*** Opening The records ***

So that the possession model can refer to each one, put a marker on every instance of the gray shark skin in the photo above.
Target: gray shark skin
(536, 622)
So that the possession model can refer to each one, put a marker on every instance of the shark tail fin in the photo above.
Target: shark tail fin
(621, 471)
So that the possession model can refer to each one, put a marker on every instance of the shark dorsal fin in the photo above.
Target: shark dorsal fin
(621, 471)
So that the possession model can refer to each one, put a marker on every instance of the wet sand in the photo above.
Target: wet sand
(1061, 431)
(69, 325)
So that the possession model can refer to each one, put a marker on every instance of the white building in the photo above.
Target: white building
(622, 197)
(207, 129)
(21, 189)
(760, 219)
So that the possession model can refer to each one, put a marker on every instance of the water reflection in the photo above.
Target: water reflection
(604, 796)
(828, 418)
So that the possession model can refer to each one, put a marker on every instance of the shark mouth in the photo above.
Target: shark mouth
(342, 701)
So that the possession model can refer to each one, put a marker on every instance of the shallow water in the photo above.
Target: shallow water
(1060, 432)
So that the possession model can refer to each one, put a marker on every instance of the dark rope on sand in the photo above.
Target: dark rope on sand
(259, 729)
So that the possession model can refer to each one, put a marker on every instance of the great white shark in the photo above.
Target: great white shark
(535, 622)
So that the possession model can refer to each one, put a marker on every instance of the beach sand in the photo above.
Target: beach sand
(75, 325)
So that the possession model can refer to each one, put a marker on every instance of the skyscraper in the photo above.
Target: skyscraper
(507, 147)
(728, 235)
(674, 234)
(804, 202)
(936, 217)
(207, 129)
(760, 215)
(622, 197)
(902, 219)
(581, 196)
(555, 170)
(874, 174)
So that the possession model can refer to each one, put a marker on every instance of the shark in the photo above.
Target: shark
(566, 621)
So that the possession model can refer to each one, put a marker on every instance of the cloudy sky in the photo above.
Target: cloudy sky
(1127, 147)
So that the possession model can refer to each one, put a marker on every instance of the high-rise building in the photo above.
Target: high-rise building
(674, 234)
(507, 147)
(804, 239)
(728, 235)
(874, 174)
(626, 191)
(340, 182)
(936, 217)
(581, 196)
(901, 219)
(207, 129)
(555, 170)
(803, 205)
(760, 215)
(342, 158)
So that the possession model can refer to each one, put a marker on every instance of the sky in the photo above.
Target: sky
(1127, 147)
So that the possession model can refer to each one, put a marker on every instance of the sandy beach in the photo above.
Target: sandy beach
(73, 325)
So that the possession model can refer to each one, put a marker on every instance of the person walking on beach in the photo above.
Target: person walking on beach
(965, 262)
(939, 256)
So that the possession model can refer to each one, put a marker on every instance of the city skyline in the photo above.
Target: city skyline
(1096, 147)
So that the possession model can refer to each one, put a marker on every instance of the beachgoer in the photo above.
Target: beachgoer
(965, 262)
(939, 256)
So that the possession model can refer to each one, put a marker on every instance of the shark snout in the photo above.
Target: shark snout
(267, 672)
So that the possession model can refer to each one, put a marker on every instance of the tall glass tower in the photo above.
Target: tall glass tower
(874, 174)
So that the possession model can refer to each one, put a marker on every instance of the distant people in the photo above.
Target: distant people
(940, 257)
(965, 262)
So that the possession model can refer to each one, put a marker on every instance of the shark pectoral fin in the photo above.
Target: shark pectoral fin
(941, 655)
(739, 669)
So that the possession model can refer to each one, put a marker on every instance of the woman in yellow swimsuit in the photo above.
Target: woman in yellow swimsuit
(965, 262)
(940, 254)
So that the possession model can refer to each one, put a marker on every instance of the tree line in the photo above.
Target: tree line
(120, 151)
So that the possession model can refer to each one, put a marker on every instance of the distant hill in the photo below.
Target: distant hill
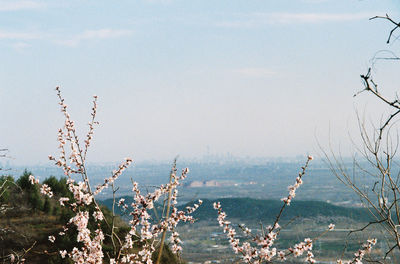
(254, 209)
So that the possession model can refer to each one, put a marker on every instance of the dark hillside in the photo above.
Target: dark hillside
(254, 209)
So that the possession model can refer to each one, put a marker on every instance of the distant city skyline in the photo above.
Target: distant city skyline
(250, 78)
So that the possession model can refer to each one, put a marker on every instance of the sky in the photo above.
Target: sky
(252, 78)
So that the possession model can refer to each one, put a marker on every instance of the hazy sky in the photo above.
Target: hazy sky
(256, 78)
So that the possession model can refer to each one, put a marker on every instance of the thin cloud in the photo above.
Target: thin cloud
(19, 5)
(18, 35)
(20, 46)
(255, 72)
(95, 34)
(260, 19)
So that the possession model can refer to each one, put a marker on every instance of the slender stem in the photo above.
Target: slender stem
(166, 218)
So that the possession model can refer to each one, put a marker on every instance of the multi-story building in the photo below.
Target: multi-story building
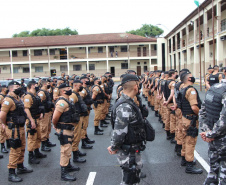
(183, 40)
(77, 54)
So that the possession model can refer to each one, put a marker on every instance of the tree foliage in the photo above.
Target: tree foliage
(147, 30)
(46, 32)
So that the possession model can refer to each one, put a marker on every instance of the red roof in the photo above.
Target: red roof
(106, 38)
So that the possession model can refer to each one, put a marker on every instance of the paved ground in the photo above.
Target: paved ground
(161, 164)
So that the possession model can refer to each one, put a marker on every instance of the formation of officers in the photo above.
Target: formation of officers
(62, 103)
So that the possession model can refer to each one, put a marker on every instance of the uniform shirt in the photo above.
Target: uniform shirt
(124, 115)
(220, 126)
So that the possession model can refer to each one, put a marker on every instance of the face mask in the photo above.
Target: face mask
(17, 91)
(69, 92)
(37, 89)
(80, 89)
(192, 79)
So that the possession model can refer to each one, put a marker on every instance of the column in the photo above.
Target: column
(11, 60)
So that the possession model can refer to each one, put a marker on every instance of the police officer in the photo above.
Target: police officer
(13, 117)
(64, 120)
(213, 123)
(190, 105)
(35, 112)
(3, 136)
(127, 123)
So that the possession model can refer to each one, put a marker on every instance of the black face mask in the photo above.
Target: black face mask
(192, 79)
(37, 89)
(80, 89)
(69, 92)
(17, 91)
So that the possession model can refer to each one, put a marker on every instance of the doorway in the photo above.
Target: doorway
(138, 70)
(113, 71)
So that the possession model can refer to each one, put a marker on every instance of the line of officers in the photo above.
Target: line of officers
(64, 103)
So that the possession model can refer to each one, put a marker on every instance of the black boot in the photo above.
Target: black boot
(85, 145)
(13, 176)
(168, 137)
(49, 144)
(191, 169)
(3, 149)
(32, 158)
(38, 154)
(89, 141)
(77, 159)
(44, 147)
(65, 176)
(21, 169)
(173, 141)
(81, 154)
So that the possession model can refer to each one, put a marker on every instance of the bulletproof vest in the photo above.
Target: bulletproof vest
(47, 102)
(34, 109)
(67, 117)
(136, 128)
(88, 99)
(100, 96)
(167, 91)
(18, 112)
(213, 79)
(185, 105)
(213, 103)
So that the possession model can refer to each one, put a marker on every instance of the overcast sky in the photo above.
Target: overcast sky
(91, 16)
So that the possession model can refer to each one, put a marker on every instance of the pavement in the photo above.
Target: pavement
(161, 164)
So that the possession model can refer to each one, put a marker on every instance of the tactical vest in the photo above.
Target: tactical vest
(167, 91)
(185, 105)
(136, 129)
(70, 116)
(213, 79)
(100, 96)
(213, 103)
(18, 116)
(34, 109)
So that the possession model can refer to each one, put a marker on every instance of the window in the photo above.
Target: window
(26, 70)
(100, 49)
(77, 67)
(124, 65)
(16, 70)
(63, 68)
(14, 53)
(38, 52)
(39, 69)
(123, 48)
(52, 51)
(24, 53)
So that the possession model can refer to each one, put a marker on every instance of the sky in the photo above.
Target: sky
(91, 16)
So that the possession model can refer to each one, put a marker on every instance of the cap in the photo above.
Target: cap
(128, 78)
(63, 85)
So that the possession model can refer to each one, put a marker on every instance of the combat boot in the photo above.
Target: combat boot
(3, 149)
(38, 154)
(32, 158)
(13, 176)
(21, 169)
(49, 144)
(191, 169)
(44, 147)
(77, 159)
(85, 145)
(65, 176)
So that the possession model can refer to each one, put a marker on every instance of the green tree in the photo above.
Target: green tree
(147, 30)
(46, 32)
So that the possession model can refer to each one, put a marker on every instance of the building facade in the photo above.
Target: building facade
(44, 56)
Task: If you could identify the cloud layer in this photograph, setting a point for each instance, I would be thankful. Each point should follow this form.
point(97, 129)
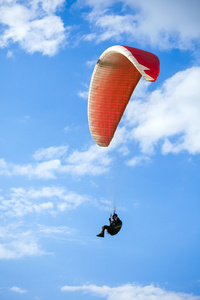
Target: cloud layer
point(165, 25)
point(129, 292)
point(32, 24)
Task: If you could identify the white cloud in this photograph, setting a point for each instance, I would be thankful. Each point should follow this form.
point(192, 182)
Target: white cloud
point(19, 240)
point(50, 153)
point(17, 289)
point(32, 24)
point(51, 200)
point(171, 24)
point(92, 161)
point(169, 116)
point(130, 292)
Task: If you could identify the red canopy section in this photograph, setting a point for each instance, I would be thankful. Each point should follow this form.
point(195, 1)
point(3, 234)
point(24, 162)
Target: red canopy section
point(114, 79)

*** Closing The records ***

What this task involves ->
After locating the line holding "pectoral fin in the photo above." above, output exactly that line and every line after it through the line holding "tree line in the photo above.". Include nothing else.

Result for this task ->
So that the possession model can refer to each one, put a marker on every instance of the shark pectoral fin in the photo above.
Target: shark pectoral fin
(941, 655)
(739, 669)
So that the possession model can refer to each one, put a marker on every instance of the woman in yellow swimsuit in the photo above.
Target: woman in yellow swimsuit
(965, 262)
(940, 254)
So that the possession model can refer to each one, put a marker on every instance of the tree line in the photo above.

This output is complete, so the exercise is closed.